:: Provided records ::

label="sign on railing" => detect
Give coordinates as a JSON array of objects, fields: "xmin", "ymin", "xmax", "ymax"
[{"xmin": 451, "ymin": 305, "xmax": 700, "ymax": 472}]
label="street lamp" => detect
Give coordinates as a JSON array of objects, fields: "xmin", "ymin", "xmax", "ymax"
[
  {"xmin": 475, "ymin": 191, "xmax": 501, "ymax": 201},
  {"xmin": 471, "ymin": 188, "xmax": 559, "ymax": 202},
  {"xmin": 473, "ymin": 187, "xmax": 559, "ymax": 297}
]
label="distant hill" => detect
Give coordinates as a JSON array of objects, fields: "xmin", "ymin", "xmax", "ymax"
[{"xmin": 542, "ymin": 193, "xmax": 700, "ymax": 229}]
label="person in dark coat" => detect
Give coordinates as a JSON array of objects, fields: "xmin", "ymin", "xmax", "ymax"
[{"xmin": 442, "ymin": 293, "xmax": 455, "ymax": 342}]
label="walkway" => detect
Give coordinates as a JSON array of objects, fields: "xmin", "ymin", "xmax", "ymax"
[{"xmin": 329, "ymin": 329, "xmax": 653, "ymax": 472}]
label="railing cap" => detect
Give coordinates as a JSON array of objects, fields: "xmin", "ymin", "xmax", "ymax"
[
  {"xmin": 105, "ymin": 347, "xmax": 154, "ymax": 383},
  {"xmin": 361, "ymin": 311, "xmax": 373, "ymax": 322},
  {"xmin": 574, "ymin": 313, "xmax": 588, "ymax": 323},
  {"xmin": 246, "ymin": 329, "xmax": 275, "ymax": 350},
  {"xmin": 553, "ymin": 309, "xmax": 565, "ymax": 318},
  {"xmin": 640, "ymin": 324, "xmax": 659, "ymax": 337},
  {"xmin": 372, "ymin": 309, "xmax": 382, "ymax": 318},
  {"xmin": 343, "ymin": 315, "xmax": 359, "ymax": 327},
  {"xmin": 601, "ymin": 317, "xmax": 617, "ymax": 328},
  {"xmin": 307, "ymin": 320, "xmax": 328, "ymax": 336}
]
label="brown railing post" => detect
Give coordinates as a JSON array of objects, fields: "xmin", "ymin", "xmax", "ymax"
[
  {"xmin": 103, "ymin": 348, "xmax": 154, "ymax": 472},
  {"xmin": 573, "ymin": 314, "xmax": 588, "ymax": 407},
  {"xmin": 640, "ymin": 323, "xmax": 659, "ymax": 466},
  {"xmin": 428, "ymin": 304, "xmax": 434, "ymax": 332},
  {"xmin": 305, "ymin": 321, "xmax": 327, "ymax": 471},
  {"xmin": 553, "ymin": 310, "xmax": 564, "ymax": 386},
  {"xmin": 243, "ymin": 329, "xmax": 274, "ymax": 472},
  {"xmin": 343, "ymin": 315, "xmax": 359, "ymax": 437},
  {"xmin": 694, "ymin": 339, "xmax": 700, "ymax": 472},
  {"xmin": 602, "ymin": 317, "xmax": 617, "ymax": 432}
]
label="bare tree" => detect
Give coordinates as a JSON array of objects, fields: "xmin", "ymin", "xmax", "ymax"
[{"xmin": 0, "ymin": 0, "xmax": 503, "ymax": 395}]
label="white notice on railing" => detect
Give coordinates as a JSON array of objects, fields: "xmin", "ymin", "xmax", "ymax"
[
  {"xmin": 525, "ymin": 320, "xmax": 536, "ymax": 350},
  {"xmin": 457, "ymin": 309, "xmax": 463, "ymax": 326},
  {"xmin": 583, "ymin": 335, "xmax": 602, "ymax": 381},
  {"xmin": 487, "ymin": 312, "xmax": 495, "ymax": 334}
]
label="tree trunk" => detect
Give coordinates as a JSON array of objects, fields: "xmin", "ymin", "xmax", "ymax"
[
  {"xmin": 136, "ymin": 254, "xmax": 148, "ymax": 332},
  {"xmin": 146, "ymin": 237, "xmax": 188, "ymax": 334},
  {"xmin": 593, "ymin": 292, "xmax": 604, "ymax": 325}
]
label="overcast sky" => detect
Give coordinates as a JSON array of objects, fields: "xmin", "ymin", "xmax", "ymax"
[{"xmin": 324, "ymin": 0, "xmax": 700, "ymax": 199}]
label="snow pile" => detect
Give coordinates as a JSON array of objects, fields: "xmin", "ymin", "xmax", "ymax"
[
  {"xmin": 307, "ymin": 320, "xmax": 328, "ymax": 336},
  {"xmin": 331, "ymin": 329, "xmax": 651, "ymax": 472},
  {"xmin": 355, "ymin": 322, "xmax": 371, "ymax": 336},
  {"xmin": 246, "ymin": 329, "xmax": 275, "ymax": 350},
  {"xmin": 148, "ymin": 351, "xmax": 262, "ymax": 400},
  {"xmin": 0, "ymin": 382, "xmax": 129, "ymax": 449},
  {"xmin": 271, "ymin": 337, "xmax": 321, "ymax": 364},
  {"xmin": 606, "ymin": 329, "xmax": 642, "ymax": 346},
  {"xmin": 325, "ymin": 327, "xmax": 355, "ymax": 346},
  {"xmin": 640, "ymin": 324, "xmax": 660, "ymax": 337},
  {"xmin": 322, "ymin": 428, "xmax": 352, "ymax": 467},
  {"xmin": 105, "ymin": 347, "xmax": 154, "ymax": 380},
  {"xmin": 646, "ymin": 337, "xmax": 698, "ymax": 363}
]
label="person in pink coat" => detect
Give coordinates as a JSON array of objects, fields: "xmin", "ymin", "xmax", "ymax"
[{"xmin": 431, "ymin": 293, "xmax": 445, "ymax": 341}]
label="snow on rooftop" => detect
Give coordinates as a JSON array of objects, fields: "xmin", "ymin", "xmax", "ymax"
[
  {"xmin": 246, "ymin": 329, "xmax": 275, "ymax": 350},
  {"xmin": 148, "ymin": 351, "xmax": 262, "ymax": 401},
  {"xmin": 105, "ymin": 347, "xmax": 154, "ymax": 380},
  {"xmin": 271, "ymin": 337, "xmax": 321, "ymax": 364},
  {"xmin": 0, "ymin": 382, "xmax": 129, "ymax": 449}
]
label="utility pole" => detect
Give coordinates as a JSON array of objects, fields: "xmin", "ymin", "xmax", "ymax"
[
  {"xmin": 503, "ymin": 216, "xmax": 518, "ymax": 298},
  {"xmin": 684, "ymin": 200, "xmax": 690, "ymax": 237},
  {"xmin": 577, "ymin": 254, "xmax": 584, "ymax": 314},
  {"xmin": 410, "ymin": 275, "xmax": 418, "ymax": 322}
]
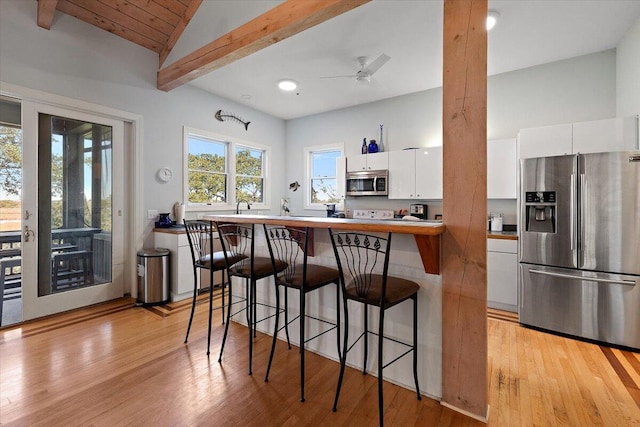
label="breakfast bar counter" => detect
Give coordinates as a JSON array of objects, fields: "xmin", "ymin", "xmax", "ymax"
[{"xmin": 203, "ymin": 214, "xmax": 445, "ymax": 274}]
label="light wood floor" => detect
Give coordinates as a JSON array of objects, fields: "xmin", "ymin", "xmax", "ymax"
[{"xmin": 1, "ymin": 296, "xmax": 639, "ymax": 426}]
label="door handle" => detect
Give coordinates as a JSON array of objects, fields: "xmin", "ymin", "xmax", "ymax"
[
  {"xmin": 530, "ymin": 269, "xmax": 635, "ymax": 286},
  {"xmin": 24, "ymin": 225, "xmax": 35, "ymax": 242}
]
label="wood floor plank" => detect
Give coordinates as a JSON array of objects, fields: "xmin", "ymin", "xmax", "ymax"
[{"xmin": 1, "ymin": 297, "xmax": 639, "ymax": 426}]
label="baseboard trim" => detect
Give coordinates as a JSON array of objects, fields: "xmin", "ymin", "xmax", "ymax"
[{"xmin": 440, "ymin": 401, "xmax": 488, "ymax": 424}]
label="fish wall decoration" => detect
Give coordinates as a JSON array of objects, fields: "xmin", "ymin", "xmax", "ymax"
[{"xmin": 215, "ymin": 109, "xmax": 250, "ymax": 131}]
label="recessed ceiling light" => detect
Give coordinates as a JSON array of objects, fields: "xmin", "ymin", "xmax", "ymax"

:::

Task description.
Look for the word "railing" throughout the material above and copy every line that has it.

Exercise response.
label="sign on railing" => detect
label="railing cap" => detect
label="brown railing post" => detect
label="white notice on railing" => detect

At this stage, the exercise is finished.